Supplied text
--------------------------------------------------
Mary Gabriel, a former Reuters editor, does not try to tackle the Gordian's Knot of defining Marxism.  Instead, she is much more interested in Karl Marx the husband, father, and friend.  Naturally, Marx's ideology is going to take up much space in Gabriel's massive book, Love and Capital, but Gabriel concentrates much more on the private Marx and how his complex personality is tied into his philosophical writings.  However, with as complex of a personality as Marx's, it is very difficult to separate the wheat of his private life from the chaff of his volatile public activities and writings and there are several places in Gabriel's biography where Marx the revolutionary takes over and the Karl Marx of modest means retreats with his wife and children to the background.

Unlike most biographers who are interested in Marx from the 1840-1883 period, Gabriel surveys not just his life growing up in the German Confederation but also continues the narrative nearly three decades after his death, when his last legitimate child, Laura, dies in a suicide pact with her husband.  At times, this longer view provides more perspective on Marx and how his ideas were transformed by his self-proclaimed followers into various Marxist ideologies (such as the mutated forms that Lenin/Trotsky/Stalin and Mao utilized to gain control of Russia and China respectively), but at the same time, these chapters are largely devoid of the energy found in the earlier chapters devoted to Marx's first years with Jenny just prior to the 1848 Revolutions.

Gabriel's greatest strength is her ability to humanize Marx, to suss out his shy, awkward habits and to center his public outbursts around the pressures he put upon himself due to his discomfort being in the spotlight.   She also for a time helps bring Jenny into the spotlight, illustrating in several passages, such as the one quoted above, how she was more than just the wife and mother to Marx's legitimate children.  It is during those moments when Love and Capital is at its best, as it provides new insights into Marx's life and how his private life may have influenced his political writings.

Conversely, Gabriel is weakest whenever she tries to explain Marx's political philosophy and how it was applied by his followers (and some of his critics) over the years.  While the time is ripe for a new study of Marx's writings, Love and Capital fails to provide any in-depth understanding of Marx's positions.  This is especially lamentable when it comes to covering Marx's thoughts on gender roles.  Not much has been said about this outside of the recent second and third-wave feminist critiques of Marxism and their adaptation of Marx's epistemological approach to outlining the development and external/internal conflicts inherent within the establishment of gender roles and functions.

Ultimately, Love and Capital is a promising work that falls short in a few key areas.  As a love story, Gabriel covers adequately the Marx family dynamics, yet there is a sense of sketchiness in several areas, particularly during Marx's latter years.  This likely is due to a paucity of non-Marx family primary sources, but it is worth reminding that for a person as controversial as Marx has been over the past 170 years, the source material is often too unreliable for clear, unassailable opinions on the man and his work.  Unfortunately, this seeming lack of verifiable primary sources outside the Marx letters and Engels' preserved correspondence makes it difficult to evaluate the veracity of opinions on Marx.  There is still much wiggle room for another biographer or historian to write a new history of Marx and Marxism that could incorporate the strengths of Gabriel's biography while shoring up the deficiencies of her text.  Love and Capital is certainly a positive contribution to Marxist studies, yet its incompleteness can leave readers wishing there was more to the story than what we were told.
--------------------------------------------------
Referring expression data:
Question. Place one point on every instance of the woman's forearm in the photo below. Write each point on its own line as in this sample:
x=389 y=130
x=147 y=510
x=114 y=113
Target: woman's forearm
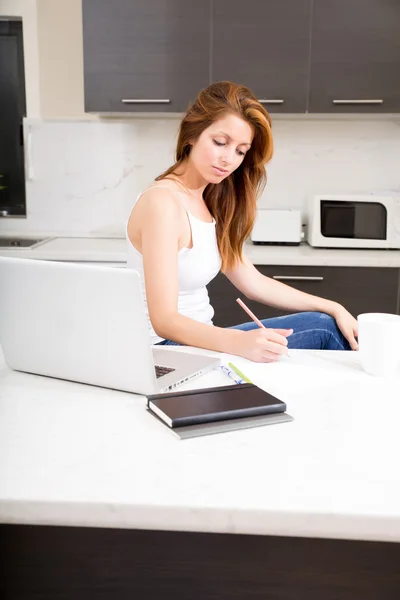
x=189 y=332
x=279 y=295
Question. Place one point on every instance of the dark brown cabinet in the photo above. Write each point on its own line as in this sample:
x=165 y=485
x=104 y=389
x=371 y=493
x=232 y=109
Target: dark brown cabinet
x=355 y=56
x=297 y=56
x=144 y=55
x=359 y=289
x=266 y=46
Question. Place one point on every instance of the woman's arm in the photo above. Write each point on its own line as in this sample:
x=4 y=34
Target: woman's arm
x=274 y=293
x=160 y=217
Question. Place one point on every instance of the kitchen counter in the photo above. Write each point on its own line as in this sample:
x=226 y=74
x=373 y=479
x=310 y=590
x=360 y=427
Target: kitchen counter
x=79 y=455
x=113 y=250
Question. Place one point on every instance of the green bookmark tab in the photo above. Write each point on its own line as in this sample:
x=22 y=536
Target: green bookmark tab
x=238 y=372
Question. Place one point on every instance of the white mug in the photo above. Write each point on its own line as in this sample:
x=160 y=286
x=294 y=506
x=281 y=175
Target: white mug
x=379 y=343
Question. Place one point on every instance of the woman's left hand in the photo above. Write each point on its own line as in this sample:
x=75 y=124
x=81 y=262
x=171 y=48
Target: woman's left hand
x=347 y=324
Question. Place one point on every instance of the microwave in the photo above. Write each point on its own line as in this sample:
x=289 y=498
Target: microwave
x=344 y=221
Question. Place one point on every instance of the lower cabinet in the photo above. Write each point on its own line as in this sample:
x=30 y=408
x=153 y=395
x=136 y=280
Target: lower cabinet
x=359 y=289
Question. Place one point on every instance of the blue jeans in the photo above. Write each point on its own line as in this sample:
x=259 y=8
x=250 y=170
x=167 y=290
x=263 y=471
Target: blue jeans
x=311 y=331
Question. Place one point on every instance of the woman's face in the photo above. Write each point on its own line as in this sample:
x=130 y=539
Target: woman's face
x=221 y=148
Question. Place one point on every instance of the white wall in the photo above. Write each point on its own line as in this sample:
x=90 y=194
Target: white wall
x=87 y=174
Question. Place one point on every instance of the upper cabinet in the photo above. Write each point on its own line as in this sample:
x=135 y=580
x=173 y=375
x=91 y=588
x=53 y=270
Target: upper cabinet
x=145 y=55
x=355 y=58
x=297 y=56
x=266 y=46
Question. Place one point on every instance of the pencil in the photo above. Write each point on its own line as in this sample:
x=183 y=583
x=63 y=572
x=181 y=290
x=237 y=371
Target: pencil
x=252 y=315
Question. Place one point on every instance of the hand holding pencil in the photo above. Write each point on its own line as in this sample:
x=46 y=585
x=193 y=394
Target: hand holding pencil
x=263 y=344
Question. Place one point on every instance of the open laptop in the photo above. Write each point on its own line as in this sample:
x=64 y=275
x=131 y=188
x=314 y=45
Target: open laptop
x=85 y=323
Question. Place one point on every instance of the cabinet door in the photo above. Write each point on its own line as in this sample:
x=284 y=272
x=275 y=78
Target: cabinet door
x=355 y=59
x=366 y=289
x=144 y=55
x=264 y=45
--------------------------------------------------
Your assignment
Answer these questions using the review of Love and Capital, placing each answer on its own line and numbering it to match:
1. What position did Mary Gabriel formerly hold?
2. Which of Marx's children does the narrative extend to, and how does she die?
3. On which subject does the review call the book's lack of in-depth treatment especially lamentable?
These rows are separate material and have no connection to the review.

Output of the task
1. She was a Reuters editor.
2. Laura, his last legitimate child, who dies in a suicide pact with her husband.
3. Marx's thoughts on gender roles.